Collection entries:
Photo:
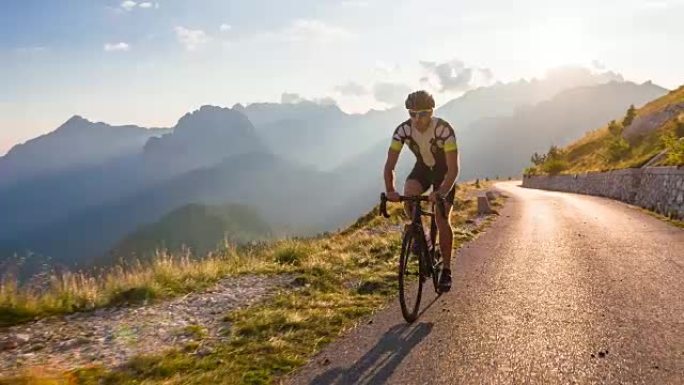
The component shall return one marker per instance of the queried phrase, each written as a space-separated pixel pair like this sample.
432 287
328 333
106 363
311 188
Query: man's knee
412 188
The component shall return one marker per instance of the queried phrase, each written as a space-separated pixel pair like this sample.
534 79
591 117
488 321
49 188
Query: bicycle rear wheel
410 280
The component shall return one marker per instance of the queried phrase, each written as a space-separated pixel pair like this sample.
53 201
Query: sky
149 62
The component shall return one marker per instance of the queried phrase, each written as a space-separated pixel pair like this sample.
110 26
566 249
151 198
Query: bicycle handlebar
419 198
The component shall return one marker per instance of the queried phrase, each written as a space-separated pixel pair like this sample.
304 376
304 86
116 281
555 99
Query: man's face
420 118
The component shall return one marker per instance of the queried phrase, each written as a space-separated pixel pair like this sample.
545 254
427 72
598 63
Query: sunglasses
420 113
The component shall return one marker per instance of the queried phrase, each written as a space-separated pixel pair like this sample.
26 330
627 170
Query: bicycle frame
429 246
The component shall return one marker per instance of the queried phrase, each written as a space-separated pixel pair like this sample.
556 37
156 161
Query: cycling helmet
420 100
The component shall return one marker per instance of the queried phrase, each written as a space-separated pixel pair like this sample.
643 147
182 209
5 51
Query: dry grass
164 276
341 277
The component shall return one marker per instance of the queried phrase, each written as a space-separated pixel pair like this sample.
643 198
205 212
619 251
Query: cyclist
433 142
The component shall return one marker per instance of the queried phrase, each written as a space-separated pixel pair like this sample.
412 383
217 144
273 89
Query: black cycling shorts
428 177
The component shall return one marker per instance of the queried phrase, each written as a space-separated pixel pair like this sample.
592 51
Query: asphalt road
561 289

...

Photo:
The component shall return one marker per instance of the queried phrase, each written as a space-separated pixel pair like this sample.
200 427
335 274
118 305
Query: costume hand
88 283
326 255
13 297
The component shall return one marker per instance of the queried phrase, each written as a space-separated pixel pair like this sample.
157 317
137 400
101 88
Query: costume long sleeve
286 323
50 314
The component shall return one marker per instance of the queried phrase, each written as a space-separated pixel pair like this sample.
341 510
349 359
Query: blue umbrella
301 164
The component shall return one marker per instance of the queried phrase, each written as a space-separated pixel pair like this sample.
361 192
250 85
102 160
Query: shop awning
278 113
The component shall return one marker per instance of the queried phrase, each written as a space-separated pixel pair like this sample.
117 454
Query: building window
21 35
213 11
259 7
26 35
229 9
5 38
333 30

---

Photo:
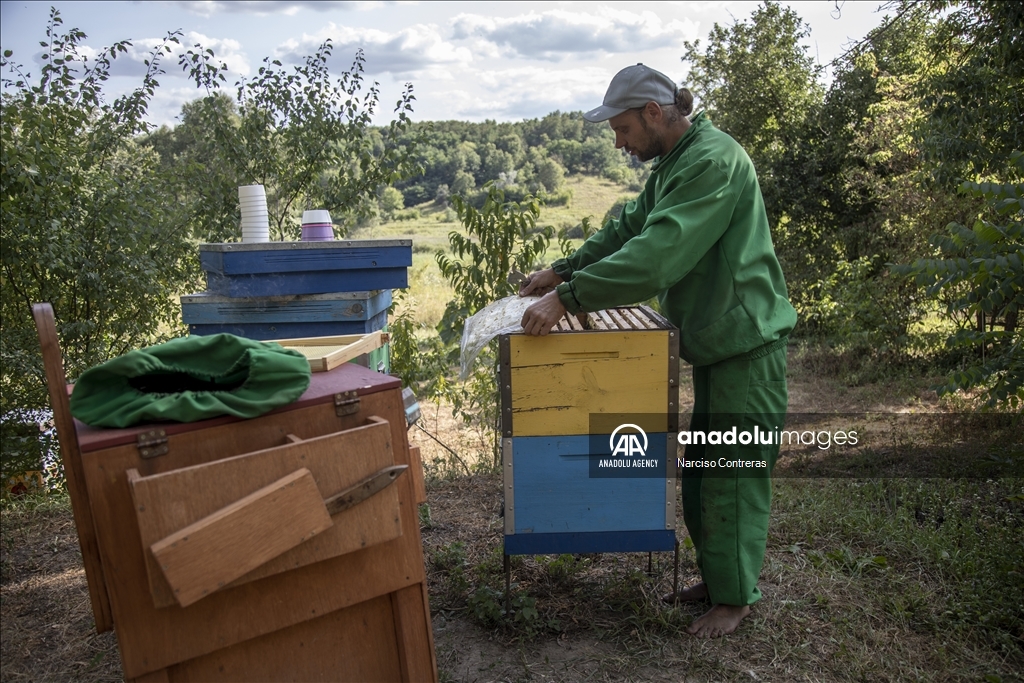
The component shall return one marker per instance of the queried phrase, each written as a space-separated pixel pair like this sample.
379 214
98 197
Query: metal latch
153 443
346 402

THE EXERCISE:
Please list every line in the listing above that contains the word "costume".

SOLUTION TO THE EXERCISE:
Query: costume hand
Query: costume long sleeve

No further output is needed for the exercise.